_TASK DESCRIPTION_: Copy task. Retype the whole listing exactly, omitting any picture in it.
━━━ MATERIAL SHOWN
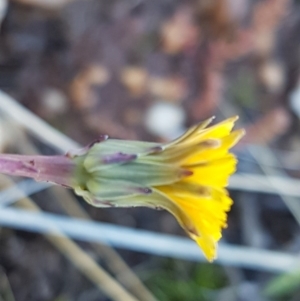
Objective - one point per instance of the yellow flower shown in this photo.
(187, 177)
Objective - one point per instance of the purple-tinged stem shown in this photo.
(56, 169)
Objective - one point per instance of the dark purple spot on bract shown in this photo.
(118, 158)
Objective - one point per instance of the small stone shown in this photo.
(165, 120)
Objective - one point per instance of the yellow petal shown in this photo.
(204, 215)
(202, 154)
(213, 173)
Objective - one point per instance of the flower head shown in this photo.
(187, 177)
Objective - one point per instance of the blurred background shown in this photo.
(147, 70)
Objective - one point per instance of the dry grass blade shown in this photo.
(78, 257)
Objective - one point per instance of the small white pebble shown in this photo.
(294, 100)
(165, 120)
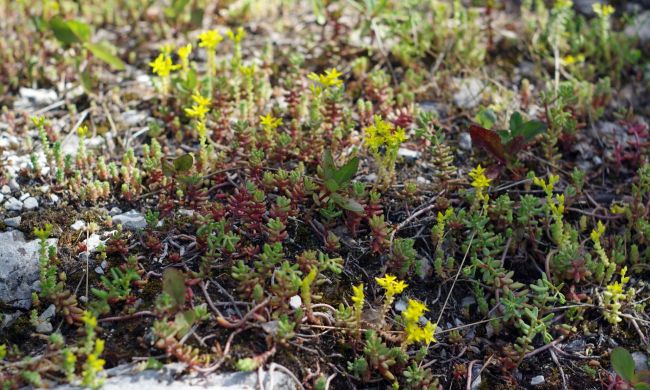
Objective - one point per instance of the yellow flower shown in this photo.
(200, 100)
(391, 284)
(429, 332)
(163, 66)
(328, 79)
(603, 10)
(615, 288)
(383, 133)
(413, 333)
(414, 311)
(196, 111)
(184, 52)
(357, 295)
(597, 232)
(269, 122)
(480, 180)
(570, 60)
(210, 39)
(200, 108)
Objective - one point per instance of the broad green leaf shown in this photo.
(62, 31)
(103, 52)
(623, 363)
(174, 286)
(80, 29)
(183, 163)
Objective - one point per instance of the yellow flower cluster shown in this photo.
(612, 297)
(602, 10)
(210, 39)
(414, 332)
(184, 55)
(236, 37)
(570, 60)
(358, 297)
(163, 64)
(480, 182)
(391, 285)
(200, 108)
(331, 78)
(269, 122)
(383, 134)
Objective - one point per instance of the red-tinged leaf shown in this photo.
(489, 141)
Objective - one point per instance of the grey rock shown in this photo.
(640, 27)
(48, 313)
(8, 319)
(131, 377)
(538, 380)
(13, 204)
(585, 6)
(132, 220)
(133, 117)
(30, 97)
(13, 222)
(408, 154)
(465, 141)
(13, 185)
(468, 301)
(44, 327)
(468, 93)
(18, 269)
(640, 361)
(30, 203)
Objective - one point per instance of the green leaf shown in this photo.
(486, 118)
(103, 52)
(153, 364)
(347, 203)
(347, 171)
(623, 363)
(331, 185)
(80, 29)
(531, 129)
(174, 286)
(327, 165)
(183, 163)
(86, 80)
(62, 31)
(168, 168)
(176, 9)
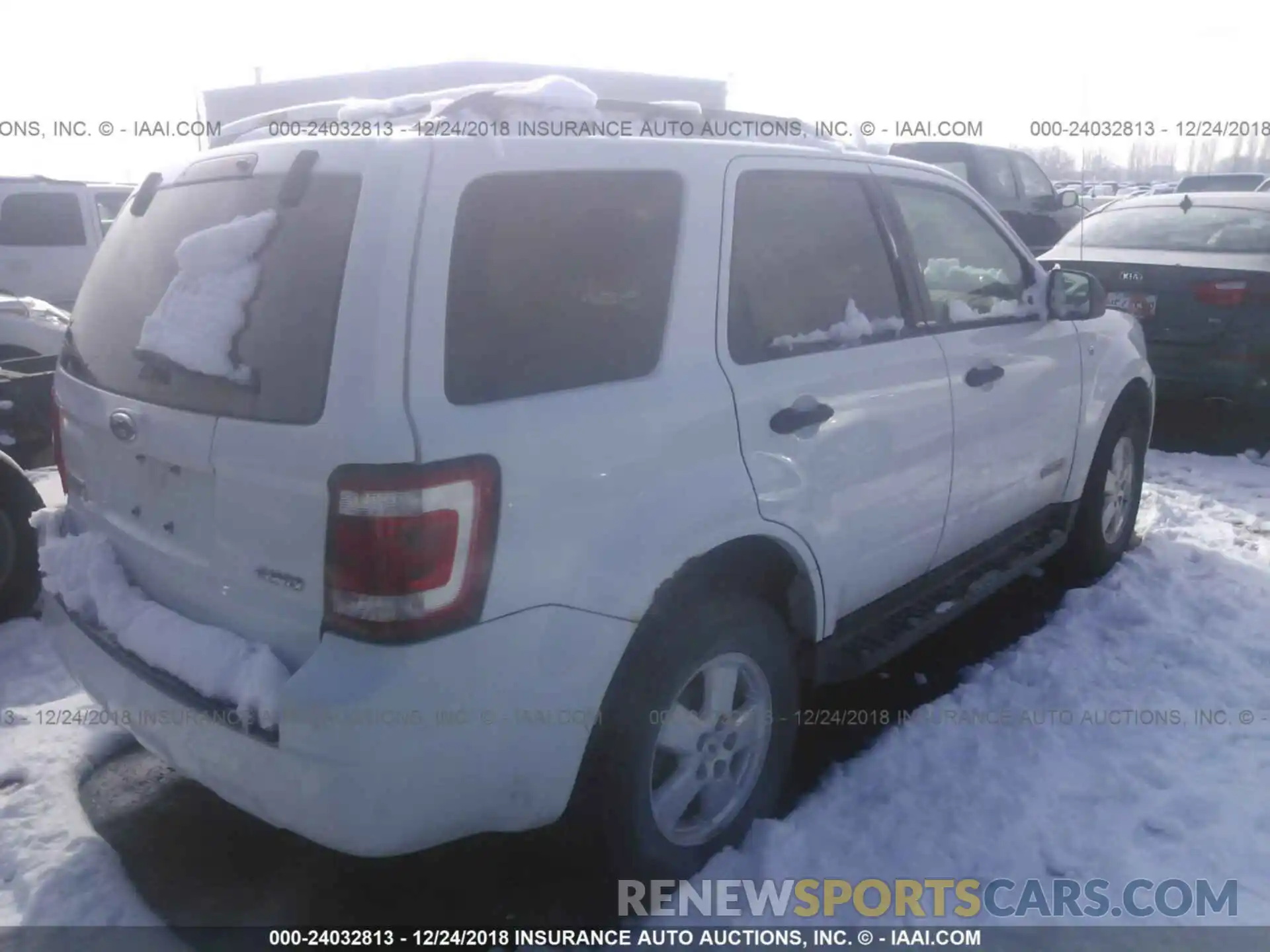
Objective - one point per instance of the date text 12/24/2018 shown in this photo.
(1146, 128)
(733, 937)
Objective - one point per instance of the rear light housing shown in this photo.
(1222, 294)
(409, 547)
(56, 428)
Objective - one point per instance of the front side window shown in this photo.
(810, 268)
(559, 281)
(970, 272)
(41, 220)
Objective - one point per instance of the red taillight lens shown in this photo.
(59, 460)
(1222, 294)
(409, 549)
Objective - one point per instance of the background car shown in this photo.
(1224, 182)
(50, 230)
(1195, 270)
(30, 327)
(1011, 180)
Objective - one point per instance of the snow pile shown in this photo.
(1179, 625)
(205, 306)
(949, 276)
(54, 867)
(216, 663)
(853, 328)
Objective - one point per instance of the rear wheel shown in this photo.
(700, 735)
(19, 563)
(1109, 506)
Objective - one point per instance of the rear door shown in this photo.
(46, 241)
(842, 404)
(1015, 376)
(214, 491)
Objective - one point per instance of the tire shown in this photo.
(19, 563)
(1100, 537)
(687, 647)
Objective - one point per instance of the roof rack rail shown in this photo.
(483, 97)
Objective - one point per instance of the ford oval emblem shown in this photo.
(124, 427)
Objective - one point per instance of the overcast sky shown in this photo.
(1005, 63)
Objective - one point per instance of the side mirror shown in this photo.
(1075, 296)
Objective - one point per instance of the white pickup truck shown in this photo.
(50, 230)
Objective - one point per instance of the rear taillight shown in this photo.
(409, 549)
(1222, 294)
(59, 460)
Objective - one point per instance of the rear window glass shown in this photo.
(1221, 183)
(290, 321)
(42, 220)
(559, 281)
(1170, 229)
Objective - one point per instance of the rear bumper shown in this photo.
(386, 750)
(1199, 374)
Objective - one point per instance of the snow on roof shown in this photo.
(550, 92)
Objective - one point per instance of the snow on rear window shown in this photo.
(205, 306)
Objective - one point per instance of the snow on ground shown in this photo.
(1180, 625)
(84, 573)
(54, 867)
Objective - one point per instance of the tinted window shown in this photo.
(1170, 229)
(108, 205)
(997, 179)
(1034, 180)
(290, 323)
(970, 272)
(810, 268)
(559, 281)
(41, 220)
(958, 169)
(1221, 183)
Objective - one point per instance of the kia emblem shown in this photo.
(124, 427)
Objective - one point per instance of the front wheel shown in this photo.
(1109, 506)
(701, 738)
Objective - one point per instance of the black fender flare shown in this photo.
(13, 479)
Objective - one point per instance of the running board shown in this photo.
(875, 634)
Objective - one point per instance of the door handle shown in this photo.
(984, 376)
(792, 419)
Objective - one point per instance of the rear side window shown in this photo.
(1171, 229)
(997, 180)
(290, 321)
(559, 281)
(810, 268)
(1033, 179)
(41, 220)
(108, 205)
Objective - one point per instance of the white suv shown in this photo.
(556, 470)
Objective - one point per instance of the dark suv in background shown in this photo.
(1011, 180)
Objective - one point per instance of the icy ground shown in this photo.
━━━━━━
_SOLUTION_:
Objective - one point per instance of the yellow flower shown in this photo.
(187, 177)
Objective - one point per instance of the purple-tinged stem shown in this photo.
(56, 169)
Objective - one point per instance of the dark purple spot on bract shown in this photo.
(118, 158)
Objective - one point per instance of the small stone shown in this photo.
(165, 120)
Objective - one point per instance of the yellow petal shown in this photo.
(204, 215)
(202, 154)
(213, 173)
Objective - one point per instance of the flower head shown in this photo.
(187, 177)
Objective - one point per instance of the blurred background shown in this photo.
(147, 70)
Objective - one point per instance of the dry grass blade shown in this photo.
(78, 257)
Objective - one point per instance of the small white pebble shown in this photo.
(294, 100)
(165, 120)
Objective - one point per instance of the yellow flower shown in this photo.
(200, 100)
(391, 284)
(429, 332)
(163, 66)
(328, 79)
(603, 10)
(615, 288)
(383, 133)
(413, 333)
(414, 311)
(196, 111)
(184, 52)
(357, 295)
(597, 232)
(269, 122)
(480, 180)
(570, 60)
(210, 39)
(200, 108)
Objective - one point per instance of the broad green leaf shown in this photo.
(62, 31)
(103, 52)
(623, 363)
(174, 286)
(80, 29)
(183, 163)
Objective - one point per instance of the yellow flower cluster shown in this photo.
(612, 297)
(602, 10)
(210, 39)
(414, 332)
(184, 55)
(236, 37)
(570, 60)
(358, 297)
(163, 64)
(480, 182)
(391, 285)
(200, 108)
(331, 78)
(269, 122)
(383, 134)
Objective - one point per instance of the red-tinged leaf shown in this photo.
(489, 141)
Objective - one point per instance of the grey rock shown in this photo.
(640, 27)
(48, 313)
(8, 319)
(131, 377)
(538, 380)
(13, 204)
(585, 6)
(132, 220)
(133, 117)
(30, 97)
(13, 222)
(408, 154)
(465, 141)
(13, 185)
(468, 301)
(44, 327)
(468, 93)
(18, 269)
(640, 361)
(30, 203)
Objective - one point per instance of the green leaf shown in this photo.
(486, 118)
(103, 52)
(153, 364)
(347, 203)
(347, 171)
(623, 363)
(331, 185)
(80, 29)
(531, 129)
(174, 286)
(327, 165)
(183, 163)
(86, 80)
(62, 31)
(168, 168)
(176, 9)
Objective - one point per instance of the date text 12/24/2018 shown in this photo.
(1146, 128)
(733, 937)
Objective - one point per instance of the rear light housing shown in this photo.
(1222, 294)
(409, 547)
(56, 428)
Objective - one point per instance of the front side window shown in this photo.
(810, 268)
(559, 281)
(970, 272)
(41, 220)
Objective - one point per instance of the red taillight lens shown in this photo.
(59, 460)
(1222, 294)
(409, 549)
Objective - one point per instance of the background car shown in this photo.
(1224, 182)
(50, 230)
(1195, 270)
(30, 327)
(1011, 180)
Objective - one point per instance of the snow pile shown in this photo.
(1179, 625)
(205, 306)
(949, 276)
(54, 867)
(216, 663)
(853, 328)
Objective - one point per instance of the rear wheel shown in this photo.
(700, 735)
(19, 563)
(1109, 506)
Objective - one point per instance of the rear door shown in this photo.
(46, 241)
(842, 404)
(1015, 376)
(214, 491)
Objective - one point per instance of the tire shown in this photo.
(19, 563)
(1100, 537)
(687, 647)
Objective - one point per instance of the roof rack rail shown in this photo.
(483, 97)
Objective - one point per instance of the ford oval emblem shown in this photo.
(124, 427)
Objective - one point per instance of the overcast sky shown in this photo.
(1005, 63)
Objective - one point per instance of the side mirror shown in this photo.
(1075, 296)
Objective - one point per instance of the white pickup truck shown in this photo.
(50, 230)
Objective - one point per instance of the rear taillight shown in this photo.
(409, 549)
(1222, 294)
(59, 460)
Objective - one point per instance of the rear window glass shown in this photo.
(1221, 183)
(290, 321)
(42, 220)
(559, 281)
(1170, 229)
Objective - one point per instance of the rear bumper shown in this photo.
(386, 750)
(1199, 374)
Objective - one point per instance of the snow on roof shown in this photo.
(550, 92)
Objective - one point per instance of the snow on rear window shown in this photo.
(205, 306)
Objective - one point per instance of the snow on ground shown in this photo.
(1180, 625)
(84, 573)
(54, 867)
Objective - one point per instance of the tinted window shown in this photo.
(1170, 229)
(108, 205)
(997, 179)
(1034, 180)
(290, 323)
(970, 272)
(810, 268)
(559, 281)
(41, 220)
(958, 169)
(1221, 183)
Objective - one point per instance of the kia emblem shown in this photo.
(124, 427)
Objective - one point per instance of the front wheel shown in this photo.
(1109, 506)
(701, 738)
Objective - one point per instance of the black fender flare shown in this photo.
(13, 479)
Objective - one point per instance of the running board shown in this photo.
(875, 634)
Objective - one point per instance of the door handle shown in this photo.
(984, 376)
(792, 419)
Objective - one point per instance of the rear side window shown in this photo.
(1171, 229)
(997, 180)
(290, 321)
(559, 281)
(810, 268)
(1033, 179)
(41, 220)
(108, 205)
Objective - one point per instance of the white suv shown in this photo.
(556, 470)
Objective - one point per instance of the dark suv in background shown in this photo.
(1011, 180)
Objective - one point per instance of the icy ground shown in this photo.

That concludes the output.